◆ **STATED EXERCISE**:
Find each line below that contains the word "notice", with case counting, and copy those lines out in full.
☆ ☆ ☆ ☆ ☆ ☆ ☆
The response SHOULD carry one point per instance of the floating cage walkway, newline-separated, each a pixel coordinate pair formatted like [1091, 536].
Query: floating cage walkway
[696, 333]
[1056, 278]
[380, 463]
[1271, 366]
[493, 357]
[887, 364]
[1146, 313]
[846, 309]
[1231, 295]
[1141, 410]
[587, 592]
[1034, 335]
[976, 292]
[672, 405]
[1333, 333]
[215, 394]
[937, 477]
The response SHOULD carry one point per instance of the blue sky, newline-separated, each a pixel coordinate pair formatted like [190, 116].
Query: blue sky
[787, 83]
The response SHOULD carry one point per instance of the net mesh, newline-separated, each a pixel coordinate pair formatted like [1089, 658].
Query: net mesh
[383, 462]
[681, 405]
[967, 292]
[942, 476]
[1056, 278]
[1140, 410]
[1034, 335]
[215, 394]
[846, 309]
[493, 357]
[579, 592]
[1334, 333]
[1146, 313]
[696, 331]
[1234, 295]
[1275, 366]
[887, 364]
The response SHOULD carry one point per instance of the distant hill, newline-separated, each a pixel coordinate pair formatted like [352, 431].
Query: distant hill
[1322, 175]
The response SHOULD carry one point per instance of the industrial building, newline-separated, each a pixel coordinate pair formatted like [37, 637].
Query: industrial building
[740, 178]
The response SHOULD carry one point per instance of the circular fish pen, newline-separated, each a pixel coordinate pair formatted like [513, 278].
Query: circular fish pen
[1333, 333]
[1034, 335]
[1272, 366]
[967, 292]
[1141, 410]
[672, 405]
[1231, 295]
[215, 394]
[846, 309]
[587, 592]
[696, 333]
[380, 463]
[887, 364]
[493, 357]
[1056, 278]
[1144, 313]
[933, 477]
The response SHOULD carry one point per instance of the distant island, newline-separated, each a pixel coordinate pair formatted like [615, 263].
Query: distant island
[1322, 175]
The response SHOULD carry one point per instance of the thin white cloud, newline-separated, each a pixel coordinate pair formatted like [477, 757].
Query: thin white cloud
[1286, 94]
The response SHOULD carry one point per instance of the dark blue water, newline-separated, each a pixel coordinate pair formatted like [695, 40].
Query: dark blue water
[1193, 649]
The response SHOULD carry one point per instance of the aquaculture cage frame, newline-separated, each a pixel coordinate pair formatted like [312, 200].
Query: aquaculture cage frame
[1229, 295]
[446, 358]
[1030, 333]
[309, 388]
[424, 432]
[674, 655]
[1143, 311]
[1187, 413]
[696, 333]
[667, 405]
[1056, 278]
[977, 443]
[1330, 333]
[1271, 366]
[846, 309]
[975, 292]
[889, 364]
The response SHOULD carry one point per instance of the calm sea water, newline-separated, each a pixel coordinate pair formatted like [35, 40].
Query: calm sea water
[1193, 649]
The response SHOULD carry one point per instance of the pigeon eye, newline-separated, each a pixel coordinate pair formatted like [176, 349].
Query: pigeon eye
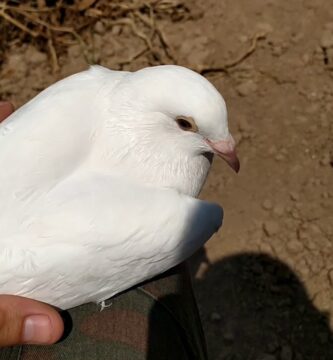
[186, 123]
☆ ☆ ☆ ☆ ☆ ☆ ☆
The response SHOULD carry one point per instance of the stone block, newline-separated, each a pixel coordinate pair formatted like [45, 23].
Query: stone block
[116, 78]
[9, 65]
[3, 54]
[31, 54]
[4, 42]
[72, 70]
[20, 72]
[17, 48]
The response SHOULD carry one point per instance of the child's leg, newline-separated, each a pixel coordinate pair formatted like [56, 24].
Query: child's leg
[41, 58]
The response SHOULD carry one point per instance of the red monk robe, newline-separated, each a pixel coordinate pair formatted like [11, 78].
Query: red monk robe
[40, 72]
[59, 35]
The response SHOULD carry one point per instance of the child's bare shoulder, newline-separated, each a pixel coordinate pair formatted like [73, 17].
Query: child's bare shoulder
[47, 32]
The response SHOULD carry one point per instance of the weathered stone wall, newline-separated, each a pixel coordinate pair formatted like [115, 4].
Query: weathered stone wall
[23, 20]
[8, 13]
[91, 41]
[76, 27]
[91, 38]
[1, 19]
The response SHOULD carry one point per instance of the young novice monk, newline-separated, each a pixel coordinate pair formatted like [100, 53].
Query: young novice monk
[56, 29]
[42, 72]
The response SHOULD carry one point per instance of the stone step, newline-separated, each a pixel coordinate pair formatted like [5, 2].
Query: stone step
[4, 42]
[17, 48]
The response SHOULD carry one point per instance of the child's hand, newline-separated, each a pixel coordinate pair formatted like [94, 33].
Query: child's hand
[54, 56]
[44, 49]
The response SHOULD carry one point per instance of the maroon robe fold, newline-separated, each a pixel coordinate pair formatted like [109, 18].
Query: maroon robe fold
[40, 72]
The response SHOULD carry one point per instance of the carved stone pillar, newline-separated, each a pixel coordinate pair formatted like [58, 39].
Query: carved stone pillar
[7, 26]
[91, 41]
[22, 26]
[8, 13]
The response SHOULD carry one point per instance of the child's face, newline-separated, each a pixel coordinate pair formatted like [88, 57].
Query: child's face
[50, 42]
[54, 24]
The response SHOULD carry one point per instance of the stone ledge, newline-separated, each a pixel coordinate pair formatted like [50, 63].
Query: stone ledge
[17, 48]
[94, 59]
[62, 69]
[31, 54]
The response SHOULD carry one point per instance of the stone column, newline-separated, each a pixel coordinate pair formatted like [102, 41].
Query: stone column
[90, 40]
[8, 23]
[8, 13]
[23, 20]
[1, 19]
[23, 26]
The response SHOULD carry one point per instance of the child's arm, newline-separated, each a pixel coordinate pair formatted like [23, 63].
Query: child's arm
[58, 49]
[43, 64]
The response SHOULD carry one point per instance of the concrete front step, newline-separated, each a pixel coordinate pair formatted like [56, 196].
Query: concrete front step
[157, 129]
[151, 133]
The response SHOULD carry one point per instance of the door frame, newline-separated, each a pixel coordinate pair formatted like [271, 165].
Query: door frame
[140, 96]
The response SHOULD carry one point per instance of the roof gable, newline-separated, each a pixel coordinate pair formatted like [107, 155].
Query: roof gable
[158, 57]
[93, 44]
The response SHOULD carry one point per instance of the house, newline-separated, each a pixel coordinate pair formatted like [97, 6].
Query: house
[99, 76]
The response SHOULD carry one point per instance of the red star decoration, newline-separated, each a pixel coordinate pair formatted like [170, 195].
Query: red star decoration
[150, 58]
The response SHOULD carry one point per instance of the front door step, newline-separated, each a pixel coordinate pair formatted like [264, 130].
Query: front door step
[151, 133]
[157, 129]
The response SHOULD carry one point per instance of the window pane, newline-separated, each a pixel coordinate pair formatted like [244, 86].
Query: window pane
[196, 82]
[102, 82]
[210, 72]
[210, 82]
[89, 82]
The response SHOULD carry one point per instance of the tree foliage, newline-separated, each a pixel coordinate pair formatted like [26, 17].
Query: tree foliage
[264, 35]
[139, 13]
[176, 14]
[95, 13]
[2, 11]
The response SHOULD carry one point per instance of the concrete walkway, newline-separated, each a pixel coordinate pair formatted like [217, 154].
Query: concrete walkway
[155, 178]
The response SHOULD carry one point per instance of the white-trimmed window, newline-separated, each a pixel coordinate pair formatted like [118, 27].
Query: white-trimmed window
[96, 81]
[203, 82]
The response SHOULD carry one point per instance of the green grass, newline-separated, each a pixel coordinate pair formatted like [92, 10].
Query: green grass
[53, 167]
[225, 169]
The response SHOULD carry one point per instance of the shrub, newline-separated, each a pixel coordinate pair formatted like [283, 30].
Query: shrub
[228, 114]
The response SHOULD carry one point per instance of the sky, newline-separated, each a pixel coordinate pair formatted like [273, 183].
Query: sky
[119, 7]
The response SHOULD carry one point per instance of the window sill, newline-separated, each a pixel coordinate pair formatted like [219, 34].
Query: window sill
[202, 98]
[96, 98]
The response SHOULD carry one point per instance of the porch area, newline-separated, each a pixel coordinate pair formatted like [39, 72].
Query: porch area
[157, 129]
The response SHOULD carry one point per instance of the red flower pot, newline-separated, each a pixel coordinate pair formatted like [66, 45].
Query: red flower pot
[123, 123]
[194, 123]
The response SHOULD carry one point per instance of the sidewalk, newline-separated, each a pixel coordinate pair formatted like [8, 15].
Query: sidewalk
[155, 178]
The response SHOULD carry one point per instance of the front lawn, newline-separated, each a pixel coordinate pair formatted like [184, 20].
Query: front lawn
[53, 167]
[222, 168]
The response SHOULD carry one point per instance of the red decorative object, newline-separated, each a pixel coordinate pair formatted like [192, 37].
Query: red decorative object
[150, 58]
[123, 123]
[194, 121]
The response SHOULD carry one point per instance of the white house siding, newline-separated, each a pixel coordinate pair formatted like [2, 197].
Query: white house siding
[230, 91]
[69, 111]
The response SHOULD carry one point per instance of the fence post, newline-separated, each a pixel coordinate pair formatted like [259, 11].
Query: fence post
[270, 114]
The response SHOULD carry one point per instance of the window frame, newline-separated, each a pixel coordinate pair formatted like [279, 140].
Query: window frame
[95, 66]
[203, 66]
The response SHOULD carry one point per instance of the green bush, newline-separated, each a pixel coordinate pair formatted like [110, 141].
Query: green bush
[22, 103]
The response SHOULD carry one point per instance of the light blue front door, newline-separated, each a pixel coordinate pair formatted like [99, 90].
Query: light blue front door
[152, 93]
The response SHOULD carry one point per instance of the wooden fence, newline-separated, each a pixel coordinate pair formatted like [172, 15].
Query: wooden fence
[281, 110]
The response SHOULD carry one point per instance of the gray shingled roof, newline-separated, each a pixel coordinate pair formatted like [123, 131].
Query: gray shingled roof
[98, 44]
☆ ☆ ☆ ☆ ☆ ☆ ☆
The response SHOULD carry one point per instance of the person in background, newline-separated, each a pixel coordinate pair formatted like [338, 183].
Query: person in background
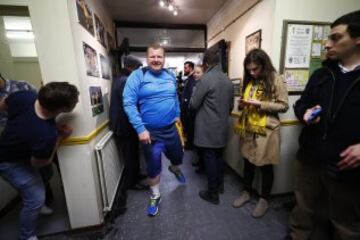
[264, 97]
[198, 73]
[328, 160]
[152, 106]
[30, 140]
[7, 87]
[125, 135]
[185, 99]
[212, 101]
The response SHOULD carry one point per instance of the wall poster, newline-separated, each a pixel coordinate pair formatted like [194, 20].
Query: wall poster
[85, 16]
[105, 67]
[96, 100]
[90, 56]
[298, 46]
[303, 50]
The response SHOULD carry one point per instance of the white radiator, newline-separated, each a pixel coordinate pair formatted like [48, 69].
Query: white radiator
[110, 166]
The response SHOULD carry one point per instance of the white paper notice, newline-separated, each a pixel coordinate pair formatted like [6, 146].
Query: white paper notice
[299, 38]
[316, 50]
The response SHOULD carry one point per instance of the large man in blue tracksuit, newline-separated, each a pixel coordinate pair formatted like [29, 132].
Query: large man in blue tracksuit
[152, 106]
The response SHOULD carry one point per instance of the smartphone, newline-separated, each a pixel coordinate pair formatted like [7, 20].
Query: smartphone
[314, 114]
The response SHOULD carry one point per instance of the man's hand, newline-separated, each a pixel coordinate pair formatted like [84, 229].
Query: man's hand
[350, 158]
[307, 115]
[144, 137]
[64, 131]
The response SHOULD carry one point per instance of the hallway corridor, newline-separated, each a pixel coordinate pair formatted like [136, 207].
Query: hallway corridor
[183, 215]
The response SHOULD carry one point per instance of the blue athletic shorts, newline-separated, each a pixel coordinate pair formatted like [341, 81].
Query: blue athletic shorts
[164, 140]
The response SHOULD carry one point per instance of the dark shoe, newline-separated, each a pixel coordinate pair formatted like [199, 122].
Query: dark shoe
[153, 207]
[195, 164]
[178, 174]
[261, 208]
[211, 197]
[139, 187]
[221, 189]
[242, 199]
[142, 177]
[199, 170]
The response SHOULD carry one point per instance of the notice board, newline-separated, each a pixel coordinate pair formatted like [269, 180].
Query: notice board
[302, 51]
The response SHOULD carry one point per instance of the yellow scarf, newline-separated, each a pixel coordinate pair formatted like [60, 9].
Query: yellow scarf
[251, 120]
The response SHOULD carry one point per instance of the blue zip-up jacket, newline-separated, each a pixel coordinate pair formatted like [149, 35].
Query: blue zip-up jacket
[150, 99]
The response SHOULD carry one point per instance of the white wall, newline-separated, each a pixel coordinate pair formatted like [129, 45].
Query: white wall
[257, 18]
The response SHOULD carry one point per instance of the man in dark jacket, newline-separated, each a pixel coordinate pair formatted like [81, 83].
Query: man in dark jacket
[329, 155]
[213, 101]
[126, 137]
☆ ☆ ☆ ☆ ☆ ☆ ☆
◆ **REPLY**:
The response SHOULD carry one point per instance of the white paper notice, newline-separated, each a pixel coordinate pair formatted like [6, 146].
Query: white paper notice
The response SHOULD carry one point per instance of the notice board, newline-separated, each a pixel coordinate pair formatted like [269, 180].
Query: notice board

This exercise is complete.